-- BEGIN --

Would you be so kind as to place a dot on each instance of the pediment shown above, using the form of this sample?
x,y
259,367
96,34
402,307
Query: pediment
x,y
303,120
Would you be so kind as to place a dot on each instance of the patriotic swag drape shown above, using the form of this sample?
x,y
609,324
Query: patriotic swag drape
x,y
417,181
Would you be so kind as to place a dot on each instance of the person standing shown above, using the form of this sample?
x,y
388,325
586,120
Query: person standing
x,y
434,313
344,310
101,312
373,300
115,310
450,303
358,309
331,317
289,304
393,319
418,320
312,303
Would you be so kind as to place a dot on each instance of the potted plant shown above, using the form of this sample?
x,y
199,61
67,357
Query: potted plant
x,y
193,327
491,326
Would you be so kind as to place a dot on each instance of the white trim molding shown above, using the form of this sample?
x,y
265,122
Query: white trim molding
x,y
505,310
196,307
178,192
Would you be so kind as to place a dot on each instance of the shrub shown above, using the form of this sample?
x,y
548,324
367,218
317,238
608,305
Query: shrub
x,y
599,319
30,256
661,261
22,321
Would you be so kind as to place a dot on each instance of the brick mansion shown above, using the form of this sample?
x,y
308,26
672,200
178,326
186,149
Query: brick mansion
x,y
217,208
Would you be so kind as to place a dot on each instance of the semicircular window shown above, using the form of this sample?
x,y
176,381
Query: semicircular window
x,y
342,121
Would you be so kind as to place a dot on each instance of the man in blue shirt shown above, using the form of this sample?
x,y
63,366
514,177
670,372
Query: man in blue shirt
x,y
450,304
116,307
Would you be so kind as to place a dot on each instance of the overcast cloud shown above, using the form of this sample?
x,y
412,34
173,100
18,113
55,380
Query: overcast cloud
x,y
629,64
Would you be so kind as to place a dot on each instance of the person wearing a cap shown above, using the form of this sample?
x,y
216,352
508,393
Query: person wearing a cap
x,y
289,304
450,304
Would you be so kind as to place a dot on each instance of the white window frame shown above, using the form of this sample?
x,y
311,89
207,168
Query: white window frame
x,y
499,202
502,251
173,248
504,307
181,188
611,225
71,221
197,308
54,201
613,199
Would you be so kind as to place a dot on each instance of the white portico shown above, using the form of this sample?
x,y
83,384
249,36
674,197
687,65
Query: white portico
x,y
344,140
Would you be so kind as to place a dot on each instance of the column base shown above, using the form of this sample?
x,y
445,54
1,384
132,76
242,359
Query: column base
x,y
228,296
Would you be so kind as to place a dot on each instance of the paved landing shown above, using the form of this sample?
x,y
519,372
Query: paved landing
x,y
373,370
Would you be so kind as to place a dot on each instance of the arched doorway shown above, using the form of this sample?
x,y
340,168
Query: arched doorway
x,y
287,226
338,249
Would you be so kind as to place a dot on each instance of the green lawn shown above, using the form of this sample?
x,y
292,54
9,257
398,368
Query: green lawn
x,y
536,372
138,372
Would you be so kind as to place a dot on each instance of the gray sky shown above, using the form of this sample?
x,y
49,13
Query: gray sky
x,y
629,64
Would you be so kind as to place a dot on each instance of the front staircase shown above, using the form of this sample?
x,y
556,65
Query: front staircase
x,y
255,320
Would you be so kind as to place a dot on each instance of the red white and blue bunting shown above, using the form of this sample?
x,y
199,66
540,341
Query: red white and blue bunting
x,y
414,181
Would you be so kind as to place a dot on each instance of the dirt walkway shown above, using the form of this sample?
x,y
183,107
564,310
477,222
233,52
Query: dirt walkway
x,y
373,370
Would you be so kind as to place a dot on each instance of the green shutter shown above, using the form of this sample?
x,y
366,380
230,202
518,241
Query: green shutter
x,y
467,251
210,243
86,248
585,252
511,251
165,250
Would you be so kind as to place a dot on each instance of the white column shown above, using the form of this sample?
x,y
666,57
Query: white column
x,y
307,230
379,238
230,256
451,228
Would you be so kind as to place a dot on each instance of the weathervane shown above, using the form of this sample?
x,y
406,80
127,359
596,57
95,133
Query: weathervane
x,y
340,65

-- END --

→ **WHAT YOU ARE ASKED TO DO**:
Exact copies of all the records are required.

→ **RESULT**:
Would you be so kind as to place a dot on each instance of the pediment shown above, using the form of this sample?
x,y
259,367
96,34
402,307
Query: pediment
x,y
303,120
Would you be so kind as to place a dot on each instance of the patriotic swag drape shown above, using the form of this sample?
x,y
609,324
Query: patriotic swag drape
x,y
417,181
Would you be so kind as to place a dot on each instance of the person standing shown above, using the form of this sample?
x,y
388,325
586,120
Query: person standing
x,y
434,313
344,310
101,312
373,300
115,310
450,303
358,309
331,317
289,304
393,319
418,320
312,303
Would you be so kind as to place a dot on each instance of the potted plant shown above, using the form of this sample?
x,y
199,61
67,357
Query: potted plant
x,y
193,327
491,326
Would you be so kind as to place a dot on each instance of the white trim molding shown above, using the form of this sample?
x,y
265,122
Query: white trim molding
x,y
505,310
196,307
178,192
Would you be so kind as to place a dot on each instance of the shrub shown above, using the form of this sample?
x,y
548,324
367,218
317,238
608,305
Query: shrub
x,y
599,319
30,256
661,261
22,321
Would you be so kind as to place a dot on each instance of the brick mansion shown above, using the form of this sample?
x,y
308,26
672,200
178,326
186,149
Query: brick mansion
x,y
217,208
Would you be so kind as to place a dot on each instance of the semicircular window shown above, using the form of this sample?
x,y
176,381
Query: semicircular window
x,y
342,121
Would you be so kind as to place a dot on each instance of the man in blue shirt shown above, using the form of this sample?
x,y
63,366
514,177
670,372
Query: man in blue shirt
x,y
450,304
116,307
Would you be so kind as to place a dot on each instance of the overcast cloud shown above, using the form of this sample?
x,y
412,34
173,100
18,113
55,380
Query: overcast cloud
x,y
629,64
Would you be so kind as to place a dot on each instance of the person wearing a cap shown above, using the form of this sample?
x,y
216,352
508,393
Query: person wearing a cap
x,y
289,304
450,304
Would you be so kind as to place a dot on each instance of the white window frame shown above, using the form of this sample?
x,y
311,89
207,168
Query: white window frame
x,y
499,202
502,251
173,248
504,307
181,188
611,225
71,221
197,308
54,201
613,199
Would you be so kind as to place a dot on each instance of the white portico shown above, using the form of this sample?
x,y
83,384
249,36
674,197
687,65
Query: white portico
x,y
344,140
Would you be so kind as to place a dot on each instance of the column base shown above, using the form of this sample?
x,y
445,54
1,384
132,76
242,359
Query: column base
x,y
228,296
Would you be so kind as to place a dot on each instance of the paved landing shown above, using the form of this sample?
x,y
519,372
Query: paved landing
x,y
373,370
Would you be so kind as to place a dot on each instance of the arched doorway shown above, using the form of this sample?
x,y
340,168
Query: arched doorway
x,y
287,226
338,249
Would you be so kind as to place a dot on each instance of the green lawn shown above, using the form of this sample?
x,y
292,54
9,257
398,368
Query: green lawn
x,y
536,372
138,372
Would you be so kind as to place a dot on each instance of the gray sky shown above, using the form of this sample?
x,y
49,13
Query: gray sky
x,y
629,64
Would you be so kind as to place a dot on each instance of the front staircase shown above, using the form of this sample?
x,y
556,65
Query: front staircase
x,y
255,320
Would you be so kind as to place a dot on each instance of the red white and blue bunting shown above, using the form of this sample?
x,y
199,66
540,341
Query: red white and blue bunting
x,y
414,181
Would you be so kind as to place a dot on each instance of the dirt walkway shown above, using the form of this sample?
x,y
183,107
564,310
477,222
233,52
Query: dirt walkway
x,y
373,370
Would you be so kind as to place a dot on each instance of the green shutter shown above, using the form of this sample?
x,y
366,380
230,202
518,241
Query: green shutter
x,y
467,251
210,243
86,248
585,252
511,251
165,250
Would you be so kind as to place a dot on each instance of the white column shown above, using the form of this sample?
x,y
666,57
Query: white column
x,y
307,230
379,238
230,256
451,228
Would you be so kind as to place a dot on each instance of the weathervane shown above, using the form of this sample?
x,y
406,80
127,359
596,57
95,133
Query: weathervane
x,y
340,65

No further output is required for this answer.